[Passage shown — start]

Discover price targets and analysts’ commentary in our guide to BTC price predictions.

What are the BTC trading hours?

Bitcoin (BTC) runs on a decentralised blockchain network that is active 24 hours a day, seven days a week. This means you can trade BTC at any time, including weekends and holidays.

  • Cryptocurrency exchanges – many exchanges facilitate 24/7 trading, allowing for continuous market participation.

  • Online trading platforms – some reliable and trusted brokerages provide BTC trading via CFDs.

If you choose to trade CFDs, you can follow the BTC performance live in US dollars with our comprehensive BTC/USD price chart.

Alternatively, you can check out our ETH/BTC, BTC/GBP and BTC/EUR price charts.

Monitoring the cryptocurrency’s activity can help you to keep an eye out for any key fundamental or technical events that may affect short-term movements in its value.

  

How to trade BTC

Bitcoin (BTC) is a cryptocurrency, meaning that it can be traded directly on a cryptocurrency exchange or through peer-to-peer transactions. Traders may also choose to trade BTC via a derivative, a financial product that takes (or ‘derives’) its value from the price of the underlying asset.

You could use a contract for difference, or CFD, to trade on the price of BTC pairs. A CFD is a contract, typically between a broker and a trader, where one party agrees to pay the other the difference in the value of a security, between the opening and closing of the trade.

You can use CFDs to trade on whether you think an BTC pair will rise (called ‘going long’) or fall (‘going short’). CFDs give you access to leverage, allowing larger positions with a relatively small outlay. This amplifies your potential profits, but also your potential losses, making CFD trading risky. 

You can learn more about trading cryptocurrencies with Capital.com in our comprehensive guide to cryptocurrency trading

Aside from CFDs, you can also trade BTC pairs through instruments like futures, options, ETFs and mutual funds. Each offers an alternative to the leveraged trading of CFDs, suiting different risk profiles and strategies.

  

* Source: https://coinmarketcap.com/

FAQs

What is BTC trading?

Bitcoin trading involves buying and selling BTC, often aiming to profit from its price movements. Its high liquidity and volatility make it potentially suitable for both short-term and long-term trading strategies.

Traders can engage in various methods, such as spot trading on cryptocurrency exchanges, trading bitcoin derivatives like futures and options or using contracts for difference (CFDs) on platforms like Capital.com.

What is wrapped bitcoin (WBTC)?

[Passage shown — finish]
[Recorded data — start]

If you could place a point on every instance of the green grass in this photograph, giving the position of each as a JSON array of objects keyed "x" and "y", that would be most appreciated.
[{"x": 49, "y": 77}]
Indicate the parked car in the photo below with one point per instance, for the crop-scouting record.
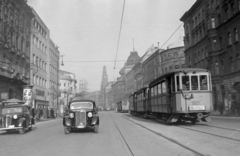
(81, 114)
(15, 115)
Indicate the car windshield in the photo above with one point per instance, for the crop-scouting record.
(79, 105)
(11, 110)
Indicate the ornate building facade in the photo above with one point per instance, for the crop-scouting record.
(212, 42)
(15, 26)
(39, 62)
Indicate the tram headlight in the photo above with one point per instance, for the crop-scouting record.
(71, 115)
(90, 114)
(14, 116)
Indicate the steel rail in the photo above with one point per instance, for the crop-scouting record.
(167, 138)
(130, 152)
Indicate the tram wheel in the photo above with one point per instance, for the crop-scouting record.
(193, 121)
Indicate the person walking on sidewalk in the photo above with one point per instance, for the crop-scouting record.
(221, 107)
(52, 113)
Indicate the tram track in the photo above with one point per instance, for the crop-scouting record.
(216, 135)
(127, 147)
(158, 134)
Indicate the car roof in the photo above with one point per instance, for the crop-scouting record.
(94, 104)
(12, 103)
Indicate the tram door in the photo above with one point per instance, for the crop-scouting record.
(170, 89)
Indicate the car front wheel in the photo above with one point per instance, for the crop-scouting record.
(22, 130)
(96, 128)
(66, 130)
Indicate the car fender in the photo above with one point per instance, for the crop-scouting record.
(21, 122)
(95, 120)
(66, 121)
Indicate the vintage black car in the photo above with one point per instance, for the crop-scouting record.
(81, 114)
(15, 115)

[Recorded data — finish]

Action item: Write the next part of the passage on Bitcoin trading, picking up directly after its final line. The records are not required for this work.

Result below:
Wrapped bitcoin (WBTC) is a tokenised version of Bitcoin that can run on other blockchains – such as Ethereum

WBTC is pegged 1:1 with BTC, meaning each WBTC represents one BTC held in reserve by a custodian. The purpose of WBTC is to bring BTC's value and liquidity into the world of decentralised finance (DeFi), where it can be used in smart contracts, lending, staking and other DeFi applications.

By wrapping BTC into an ERC-20 token, WBTC allows traders to use BTC on platforms that are incompatible with BTC's native blockchain.

How does bitcoin trading work?

Bitcoin trading works by exchanging BTC with other assets, typically fiat currencies like USD or other cryptocurrencies. Traders might analyse market trends, use technical indicators and monitor news events to make better–informed decisions. Making a trade involves placing an order on a trading platform, which executes once market conditions meet their specified criteria.

Traders could choose to do this directly – by owning and transferring BTC – or indirectly through financial instruments like contracts for difference (CFDs), which allow traders to speculate on price movements without owning the underlying asset.

What are the best platforms to trade bitcoin?

The best platform to trade bitcoin depends on your individual needs, such as trading features, fees, security and user experience.

  • Cryptocurrency exchanges offer spot trading with advanced tools.

  • Derivatives trading platforms provide futures and options contracts.

  • CFD brokers like Capital.com allow you to trade BTC/USD with an user-friendly, intuitive platform and educational resources.

Choose a platform that aligns with your unique trading preferences, and learn the potential benefits and disadvantages of each prior to trading with real money.